#### WORK ITEM:
For this exercise, restate the data below with no change at all.

#### DATA EXTRACTS:
________________

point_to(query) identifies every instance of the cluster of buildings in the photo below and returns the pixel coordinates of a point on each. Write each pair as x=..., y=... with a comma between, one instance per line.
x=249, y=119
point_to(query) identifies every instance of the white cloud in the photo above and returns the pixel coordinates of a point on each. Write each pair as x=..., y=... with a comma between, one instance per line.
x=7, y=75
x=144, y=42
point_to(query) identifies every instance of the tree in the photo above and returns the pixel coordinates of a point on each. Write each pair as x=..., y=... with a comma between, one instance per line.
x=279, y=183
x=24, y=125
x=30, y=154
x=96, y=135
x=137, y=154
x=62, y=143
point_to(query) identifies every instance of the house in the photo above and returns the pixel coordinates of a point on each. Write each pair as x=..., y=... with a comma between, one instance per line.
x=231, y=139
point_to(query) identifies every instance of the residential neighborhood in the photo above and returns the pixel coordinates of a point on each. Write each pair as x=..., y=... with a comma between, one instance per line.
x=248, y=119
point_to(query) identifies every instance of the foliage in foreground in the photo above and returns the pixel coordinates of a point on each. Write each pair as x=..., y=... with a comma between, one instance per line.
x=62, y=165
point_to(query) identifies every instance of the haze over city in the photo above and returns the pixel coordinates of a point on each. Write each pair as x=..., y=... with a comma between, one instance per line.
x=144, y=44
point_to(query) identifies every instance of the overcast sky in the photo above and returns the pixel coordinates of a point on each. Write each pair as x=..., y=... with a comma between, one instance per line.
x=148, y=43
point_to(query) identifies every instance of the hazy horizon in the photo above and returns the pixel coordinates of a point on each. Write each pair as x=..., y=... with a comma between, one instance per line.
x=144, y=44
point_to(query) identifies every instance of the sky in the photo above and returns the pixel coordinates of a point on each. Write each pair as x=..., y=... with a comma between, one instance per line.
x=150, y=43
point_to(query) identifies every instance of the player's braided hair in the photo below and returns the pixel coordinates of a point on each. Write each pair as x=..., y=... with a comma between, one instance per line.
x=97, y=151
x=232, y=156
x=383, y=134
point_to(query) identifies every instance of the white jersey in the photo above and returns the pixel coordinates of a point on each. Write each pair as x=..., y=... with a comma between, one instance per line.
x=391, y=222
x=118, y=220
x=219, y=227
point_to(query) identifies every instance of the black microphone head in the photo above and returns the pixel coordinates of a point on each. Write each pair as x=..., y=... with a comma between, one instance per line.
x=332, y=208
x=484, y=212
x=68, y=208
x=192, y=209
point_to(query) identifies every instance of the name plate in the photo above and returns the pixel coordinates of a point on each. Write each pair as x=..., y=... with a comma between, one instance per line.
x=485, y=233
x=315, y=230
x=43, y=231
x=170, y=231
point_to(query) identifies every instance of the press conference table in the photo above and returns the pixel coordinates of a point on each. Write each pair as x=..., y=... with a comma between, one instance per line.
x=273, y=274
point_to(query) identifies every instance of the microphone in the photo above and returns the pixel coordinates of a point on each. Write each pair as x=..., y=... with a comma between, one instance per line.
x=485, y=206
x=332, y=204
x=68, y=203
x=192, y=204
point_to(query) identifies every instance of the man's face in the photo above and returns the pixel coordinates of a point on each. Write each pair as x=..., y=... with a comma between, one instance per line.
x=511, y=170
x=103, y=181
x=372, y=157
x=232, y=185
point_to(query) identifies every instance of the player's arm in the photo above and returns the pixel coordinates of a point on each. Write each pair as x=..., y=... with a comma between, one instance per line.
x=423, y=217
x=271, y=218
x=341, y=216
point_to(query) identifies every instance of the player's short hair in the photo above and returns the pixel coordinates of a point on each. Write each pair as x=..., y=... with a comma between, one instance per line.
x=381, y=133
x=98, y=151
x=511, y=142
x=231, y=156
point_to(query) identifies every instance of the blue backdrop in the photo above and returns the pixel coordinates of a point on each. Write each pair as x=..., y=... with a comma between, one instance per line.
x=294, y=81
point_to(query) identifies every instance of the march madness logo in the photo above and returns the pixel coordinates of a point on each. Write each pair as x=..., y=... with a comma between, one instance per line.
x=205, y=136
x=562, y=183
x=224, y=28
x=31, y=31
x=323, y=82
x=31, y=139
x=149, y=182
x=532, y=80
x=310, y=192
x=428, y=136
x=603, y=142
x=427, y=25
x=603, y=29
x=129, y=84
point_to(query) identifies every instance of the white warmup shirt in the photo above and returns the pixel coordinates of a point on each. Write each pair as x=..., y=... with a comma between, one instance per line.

________________

#### FINISHED TASK:
point_to(query) identifies every instance of the cluster of buildings in the photo below and returns the pixel coordinates of a point on each. Write each pair as x=..., y=... with a comma between, one instance per line.
x=249, y=119
point_to(query) identifies every instance of the white cloud in the photo above and returns the pixel coordinates of a point on each. Write each pair as x=..., y=... with a comma between, one instance per line.
x=7, y=75
x=144, y=42
point_to(query) identifies every instance of the tree in the photo above and returns the pixel coordinates of a point on each. Write each pair as x=..., y=... with a comma between, one instance per line.
x=279, y=183
x=24, y=125
x=30, y=154
x=96, y=135
x=137, y=154
x=62, y=143
point_to(query) identifies every instance of the house in the photo above and returns the pixel coordinates of a point on each. Write each pair as x=..., y=... with a comma between, one instance per line.
x=231, y=139
point_to(query) identifies every instance of the residential neighborhood in the photo above and returns the pixel coordinates of a point on each. Write each pair as x=..., y=... with a comma between, one instance per line.
x=248, y=119
point_to(query) identifies every instance of the foliage in foreground in the photo above and returns the pixel coordinates of a point on each. Write each pair as x=..., y=... with a comma between, one instance per line.
x=62, y=165
point_to(query) identifies every instance of the haze over city in the photo above and returns the pixel coordinates of a point on each. Write each pair as x=..., y=... with a comma between, one instance per line.
x=144, y=44
point_to(query) identifies every instance of the overcast sky in the photo above and returns the pixel coordinates of a point on each. Write each pair as x=..., y=... with a comma between, one instance per line.
x=148, y=43
point_to(query) identifies every instance of the hazy horizon in the photo above and returns the pixel coordinates of a point on each. Write each pair as x=..., y=... with a comma between, one instance per line.
x=144, y=44
point_to(query) identifies every instance of the sky in the photo above and returns the pixel coordinates of a point on each. Write each pair as x=..., y=... with a comma between, one instance per line.
x=150, y=43
point_to(query) identifies every instance of the player's braided hair in the photo below and returns the pixel coordinates of a point on each. Write each pair as x=..., y=... with a comma between, one instance per line.
x=97, y=151
x=232, y=156
x=383, y=134
point_to(query) identifies every instance of the white jersey in the photo above and returns the pixel coordinates of a point on each. Write each pair as x=..., y=... with a comma between, one instance per line.
x=391, y=222
x=118, y=220
x=219, y=227
point_to(query) identifies every instance of the black microphone head in the photo above and returns the pixel coordinates of a point on each. Write each pair as x=..., y=... with a comma between, one instance per line.
x=332, y=208
x=484, y=212
x=68, y=208
x=192, y=209
point_to(query) identifies every instance of the name plate in the photo above and returns the pixel coordinates of a point on each. Write each pair as x=..., y=... with a comma between, one instance per line.
x=485, y=233
x=315, y=230
x=43, y=231
x=170, y=231
point_to(query) identifies every instance of the press conference table in the photo above and returns the pixel coordinates of a point on each. Write each pair as x=..., y=... with a comma between, one instance per line.
x=273, y=274
point_to(query) identifies every instance of the microphone in the photo above and returns the pixel coordinates of a point on each. Write each pair as x=..., y=... with a comma between, one instance per line.
x=485, y=206
x=332, y=204
x=68, y=203
x=192, y=204
point_to(query) identifies every instance of the man's face in the photo above and returns the pixel coordinates of a point on each. Write each pair as x=..., y=... with a comma between, one instance per line.
x=511, y=170
x=103, y=181
x=372, y=157
x=232, y=185
point_to(query) identifies every instance of the player's arm in the photo above and returns the pixel coordinates of a point on each. Write each pair as x=..., y=... with a comma between, one instance per line.
x=423, y=217
x=271, y=218
x=341, y=216
point_to(query) identifies every instance of the player's short hair in the photo above and returns the pixel coordinates of a point on each. Write each pair as x=..., y=... with a comma between, one instance per line.
x=381, y=133
x=98, y=151
x=511, y=142
x=231, y=156
point_to(query) identifies every instance of the blue backdrop in the photo above and returns the pixel coordinates of a point on each. Write each pair as x=..., y=... with a comma between, one instance per line.
x=294, y=81
point_to(query) identifies every instance of the march madness logo in the photo above and returns the pixel coordinates of a point on each. Write each pair as x=..., y=... with a comma between, one instance per line.
x=205, y=136
x=562, y=183
x=224, y=28
x=31, y=31
x=323, y=82
x=31, y=139
x=149, y=182
x=532, y=80
x=310, y=192
x=428, y=136
x=603, y=142
x=427, y=25
x=603, y=29
x=129, y=84
point_to(query) identifies every instance of the white warmup shirt in the photo above and returns the pixel coordinates of a point on each. Write each pair as x=..., y=... with a comma between, one instance per line.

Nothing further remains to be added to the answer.